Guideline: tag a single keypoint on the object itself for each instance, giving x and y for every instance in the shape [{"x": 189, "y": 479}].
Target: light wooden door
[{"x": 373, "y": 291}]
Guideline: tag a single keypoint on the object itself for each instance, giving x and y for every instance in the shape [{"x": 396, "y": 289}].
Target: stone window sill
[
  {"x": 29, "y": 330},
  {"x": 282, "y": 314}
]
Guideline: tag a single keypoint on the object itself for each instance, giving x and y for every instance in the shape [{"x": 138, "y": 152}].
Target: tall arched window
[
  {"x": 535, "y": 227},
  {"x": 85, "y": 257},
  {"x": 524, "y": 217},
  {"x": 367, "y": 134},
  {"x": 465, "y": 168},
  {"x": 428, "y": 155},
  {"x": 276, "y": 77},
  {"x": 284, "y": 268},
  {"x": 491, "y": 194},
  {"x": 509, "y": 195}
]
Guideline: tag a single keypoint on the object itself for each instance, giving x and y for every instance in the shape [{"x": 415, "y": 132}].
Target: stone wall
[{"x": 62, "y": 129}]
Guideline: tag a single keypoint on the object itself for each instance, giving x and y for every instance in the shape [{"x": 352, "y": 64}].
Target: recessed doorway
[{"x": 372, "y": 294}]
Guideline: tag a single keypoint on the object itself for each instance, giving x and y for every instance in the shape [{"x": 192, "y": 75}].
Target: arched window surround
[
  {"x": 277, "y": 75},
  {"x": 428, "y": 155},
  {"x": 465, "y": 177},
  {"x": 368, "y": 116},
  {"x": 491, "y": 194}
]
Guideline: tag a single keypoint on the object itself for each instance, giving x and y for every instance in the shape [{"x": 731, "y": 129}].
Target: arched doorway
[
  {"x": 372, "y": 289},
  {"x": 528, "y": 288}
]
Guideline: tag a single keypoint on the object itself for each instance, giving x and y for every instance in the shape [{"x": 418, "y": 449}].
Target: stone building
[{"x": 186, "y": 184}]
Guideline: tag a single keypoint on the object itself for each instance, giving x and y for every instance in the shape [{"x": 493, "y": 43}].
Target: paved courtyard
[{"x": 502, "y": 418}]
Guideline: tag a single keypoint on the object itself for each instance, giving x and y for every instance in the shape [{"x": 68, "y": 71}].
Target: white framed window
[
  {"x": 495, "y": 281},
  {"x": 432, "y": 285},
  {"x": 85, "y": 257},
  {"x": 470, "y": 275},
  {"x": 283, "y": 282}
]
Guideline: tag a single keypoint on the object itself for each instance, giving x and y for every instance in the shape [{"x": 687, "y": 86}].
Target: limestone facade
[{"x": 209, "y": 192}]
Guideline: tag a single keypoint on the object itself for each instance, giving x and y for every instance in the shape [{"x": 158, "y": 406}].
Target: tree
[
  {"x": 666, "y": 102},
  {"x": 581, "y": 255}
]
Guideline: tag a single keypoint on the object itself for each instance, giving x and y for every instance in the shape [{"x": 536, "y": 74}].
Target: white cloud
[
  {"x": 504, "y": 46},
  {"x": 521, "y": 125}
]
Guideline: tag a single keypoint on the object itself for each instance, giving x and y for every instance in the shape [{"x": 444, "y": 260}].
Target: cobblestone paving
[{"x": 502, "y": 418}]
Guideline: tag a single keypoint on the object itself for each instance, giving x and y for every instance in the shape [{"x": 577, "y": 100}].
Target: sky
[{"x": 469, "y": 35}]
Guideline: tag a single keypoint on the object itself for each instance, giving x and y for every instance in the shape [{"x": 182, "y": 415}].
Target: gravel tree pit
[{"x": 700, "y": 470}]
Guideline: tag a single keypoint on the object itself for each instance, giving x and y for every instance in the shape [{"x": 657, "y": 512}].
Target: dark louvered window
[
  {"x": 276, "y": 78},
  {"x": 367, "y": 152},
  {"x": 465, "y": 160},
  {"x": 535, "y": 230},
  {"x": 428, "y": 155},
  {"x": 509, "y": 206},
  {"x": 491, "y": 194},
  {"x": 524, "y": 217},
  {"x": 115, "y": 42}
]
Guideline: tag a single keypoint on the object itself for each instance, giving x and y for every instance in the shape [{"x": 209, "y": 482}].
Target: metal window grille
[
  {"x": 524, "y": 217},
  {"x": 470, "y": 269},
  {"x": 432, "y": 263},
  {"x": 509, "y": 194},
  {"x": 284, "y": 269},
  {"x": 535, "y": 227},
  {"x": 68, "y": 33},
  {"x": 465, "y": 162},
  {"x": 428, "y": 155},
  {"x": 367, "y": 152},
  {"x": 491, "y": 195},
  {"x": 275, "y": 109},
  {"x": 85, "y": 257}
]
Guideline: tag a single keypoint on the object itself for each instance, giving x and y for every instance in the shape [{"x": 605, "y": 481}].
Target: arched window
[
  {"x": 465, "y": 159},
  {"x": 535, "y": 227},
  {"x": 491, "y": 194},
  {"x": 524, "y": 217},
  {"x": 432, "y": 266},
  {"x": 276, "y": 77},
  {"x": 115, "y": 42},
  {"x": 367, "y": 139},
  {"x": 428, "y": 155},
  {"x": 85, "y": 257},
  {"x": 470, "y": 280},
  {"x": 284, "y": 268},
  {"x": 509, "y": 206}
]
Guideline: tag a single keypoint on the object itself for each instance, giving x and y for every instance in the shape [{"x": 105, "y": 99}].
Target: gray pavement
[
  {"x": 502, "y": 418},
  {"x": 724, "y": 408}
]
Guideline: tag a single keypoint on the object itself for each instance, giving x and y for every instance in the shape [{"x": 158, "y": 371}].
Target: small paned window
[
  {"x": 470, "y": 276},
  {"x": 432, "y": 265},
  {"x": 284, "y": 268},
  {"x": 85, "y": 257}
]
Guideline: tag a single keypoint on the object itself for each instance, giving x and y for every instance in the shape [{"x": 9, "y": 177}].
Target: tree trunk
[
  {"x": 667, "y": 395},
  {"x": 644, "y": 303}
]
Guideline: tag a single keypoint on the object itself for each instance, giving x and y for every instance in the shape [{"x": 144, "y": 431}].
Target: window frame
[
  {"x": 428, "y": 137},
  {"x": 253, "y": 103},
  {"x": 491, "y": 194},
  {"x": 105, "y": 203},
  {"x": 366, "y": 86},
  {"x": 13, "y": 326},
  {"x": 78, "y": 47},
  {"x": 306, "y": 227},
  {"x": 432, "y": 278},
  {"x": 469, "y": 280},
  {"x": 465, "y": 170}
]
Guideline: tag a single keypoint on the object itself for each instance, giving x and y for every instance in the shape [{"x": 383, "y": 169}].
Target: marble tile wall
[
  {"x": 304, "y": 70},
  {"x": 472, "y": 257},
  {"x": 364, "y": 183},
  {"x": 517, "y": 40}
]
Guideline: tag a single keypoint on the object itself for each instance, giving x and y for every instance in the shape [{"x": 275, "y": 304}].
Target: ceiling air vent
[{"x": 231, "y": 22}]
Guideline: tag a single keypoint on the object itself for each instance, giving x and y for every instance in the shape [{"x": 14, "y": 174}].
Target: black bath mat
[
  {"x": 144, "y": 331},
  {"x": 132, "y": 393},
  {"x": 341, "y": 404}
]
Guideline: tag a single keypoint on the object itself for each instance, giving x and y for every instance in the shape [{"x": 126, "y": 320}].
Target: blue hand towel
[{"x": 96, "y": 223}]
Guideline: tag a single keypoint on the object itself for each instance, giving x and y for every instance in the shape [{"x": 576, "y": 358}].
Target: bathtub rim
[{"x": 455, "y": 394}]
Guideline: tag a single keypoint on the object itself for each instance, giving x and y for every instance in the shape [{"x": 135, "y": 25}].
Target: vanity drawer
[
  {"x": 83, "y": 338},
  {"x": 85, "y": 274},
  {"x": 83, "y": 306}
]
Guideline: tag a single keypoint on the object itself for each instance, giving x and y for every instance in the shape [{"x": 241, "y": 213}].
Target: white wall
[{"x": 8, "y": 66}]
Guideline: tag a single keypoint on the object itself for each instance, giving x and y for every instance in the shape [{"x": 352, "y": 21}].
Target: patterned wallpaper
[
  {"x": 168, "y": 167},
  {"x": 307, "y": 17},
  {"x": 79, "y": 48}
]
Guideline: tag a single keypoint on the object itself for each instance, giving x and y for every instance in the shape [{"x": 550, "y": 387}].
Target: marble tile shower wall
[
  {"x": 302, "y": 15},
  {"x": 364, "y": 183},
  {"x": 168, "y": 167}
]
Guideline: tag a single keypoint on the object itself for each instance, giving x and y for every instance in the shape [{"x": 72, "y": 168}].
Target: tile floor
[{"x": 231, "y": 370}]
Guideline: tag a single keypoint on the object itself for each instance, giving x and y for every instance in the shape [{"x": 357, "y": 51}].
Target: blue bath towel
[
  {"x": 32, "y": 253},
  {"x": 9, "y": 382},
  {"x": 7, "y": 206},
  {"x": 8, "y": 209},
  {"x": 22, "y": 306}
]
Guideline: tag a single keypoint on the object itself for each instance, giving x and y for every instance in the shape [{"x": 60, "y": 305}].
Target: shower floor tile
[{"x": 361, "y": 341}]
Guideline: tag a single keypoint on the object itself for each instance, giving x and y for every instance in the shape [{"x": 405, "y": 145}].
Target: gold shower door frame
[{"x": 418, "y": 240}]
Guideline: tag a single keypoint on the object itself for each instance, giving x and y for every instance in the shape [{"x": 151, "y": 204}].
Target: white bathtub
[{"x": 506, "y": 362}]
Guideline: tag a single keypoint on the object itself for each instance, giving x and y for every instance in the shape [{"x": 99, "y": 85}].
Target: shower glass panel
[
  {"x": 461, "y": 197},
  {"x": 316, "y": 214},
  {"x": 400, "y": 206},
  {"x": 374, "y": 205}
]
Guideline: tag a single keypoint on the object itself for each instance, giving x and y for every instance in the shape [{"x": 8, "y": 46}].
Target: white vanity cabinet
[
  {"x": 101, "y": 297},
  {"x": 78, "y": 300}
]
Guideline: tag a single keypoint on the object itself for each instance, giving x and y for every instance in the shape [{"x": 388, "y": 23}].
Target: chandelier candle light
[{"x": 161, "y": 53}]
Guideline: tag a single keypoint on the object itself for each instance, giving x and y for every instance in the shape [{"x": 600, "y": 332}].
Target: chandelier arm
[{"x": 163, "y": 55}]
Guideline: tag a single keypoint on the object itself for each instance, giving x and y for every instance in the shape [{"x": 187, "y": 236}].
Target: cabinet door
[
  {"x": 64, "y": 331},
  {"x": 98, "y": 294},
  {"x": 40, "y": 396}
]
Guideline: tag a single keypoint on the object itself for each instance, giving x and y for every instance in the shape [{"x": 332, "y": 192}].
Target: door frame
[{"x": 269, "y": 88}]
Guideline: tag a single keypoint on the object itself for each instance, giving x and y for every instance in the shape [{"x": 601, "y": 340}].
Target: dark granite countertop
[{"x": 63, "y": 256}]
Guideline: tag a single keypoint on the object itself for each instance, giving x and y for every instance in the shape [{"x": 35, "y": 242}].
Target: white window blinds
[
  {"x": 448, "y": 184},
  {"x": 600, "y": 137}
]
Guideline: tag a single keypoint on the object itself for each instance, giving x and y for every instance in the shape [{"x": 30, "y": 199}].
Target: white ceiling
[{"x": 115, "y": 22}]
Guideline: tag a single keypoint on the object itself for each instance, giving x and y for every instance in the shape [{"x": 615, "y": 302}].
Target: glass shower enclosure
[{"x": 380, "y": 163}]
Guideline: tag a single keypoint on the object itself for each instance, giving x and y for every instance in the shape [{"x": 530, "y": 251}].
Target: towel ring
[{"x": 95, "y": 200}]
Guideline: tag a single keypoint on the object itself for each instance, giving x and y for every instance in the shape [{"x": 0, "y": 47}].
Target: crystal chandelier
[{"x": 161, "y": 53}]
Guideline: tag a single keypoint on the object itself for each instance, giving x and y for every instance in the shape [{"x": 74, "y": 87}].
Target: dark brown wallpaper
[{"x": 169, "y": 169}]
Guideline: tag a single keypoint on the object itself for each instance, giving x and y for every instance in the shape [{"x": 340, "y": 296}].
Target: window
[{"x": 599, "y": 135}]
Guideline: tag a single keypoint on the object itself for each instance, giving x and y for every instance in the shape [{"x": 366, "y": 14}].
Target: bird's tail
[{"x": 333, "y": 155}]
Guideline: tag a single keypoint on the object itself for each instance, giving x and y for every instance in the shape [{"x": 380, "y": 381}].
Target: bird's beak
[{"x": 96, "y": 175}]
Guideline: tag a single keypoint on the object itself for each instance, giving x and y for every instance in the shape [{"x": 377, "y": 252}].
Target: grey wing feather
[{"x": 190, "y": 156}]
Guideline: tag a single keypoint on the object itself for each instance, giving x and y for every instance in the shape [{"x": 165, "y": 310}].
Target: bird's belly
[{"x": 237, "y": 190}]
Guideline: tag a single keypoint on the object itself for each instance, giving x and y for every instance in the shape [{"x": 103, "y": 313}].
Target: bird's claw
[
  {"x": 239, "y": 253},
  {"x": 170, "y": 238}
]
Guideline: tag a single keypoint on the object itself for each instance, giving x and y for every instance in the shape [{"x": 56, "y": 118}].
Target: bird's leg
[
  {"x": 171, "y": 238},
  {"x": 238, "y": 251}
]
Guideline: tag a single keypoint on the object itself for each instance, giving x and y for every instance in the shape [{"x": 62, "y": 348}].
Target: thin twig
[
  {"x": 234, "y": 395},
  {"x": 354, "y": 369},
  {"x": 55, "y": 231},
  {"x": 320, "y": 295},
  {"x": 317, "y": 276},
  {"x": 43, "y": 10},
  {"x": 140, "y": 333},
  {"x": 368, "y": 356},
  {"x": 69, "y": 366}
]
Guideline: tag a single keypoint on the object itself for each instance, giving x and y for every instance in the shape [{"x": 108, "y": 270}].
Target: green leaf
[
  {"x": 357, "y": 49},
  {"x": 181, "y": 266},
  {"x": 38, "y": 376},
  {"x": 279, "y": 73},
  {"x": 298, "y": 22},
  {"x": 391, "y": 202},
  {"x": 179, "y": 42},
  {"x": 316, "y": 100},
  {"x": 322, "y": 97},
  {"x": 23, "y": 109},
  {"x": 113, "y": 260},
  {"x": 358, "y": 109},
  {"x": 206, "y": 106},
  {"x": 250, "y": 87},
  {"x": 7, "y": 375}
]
━━━━━━━━━━━━━━━━
(Task instructions):
Show every line of the records above that contains the word "floor".

(Solution below):
Target: tile floor
Target: shower floor tile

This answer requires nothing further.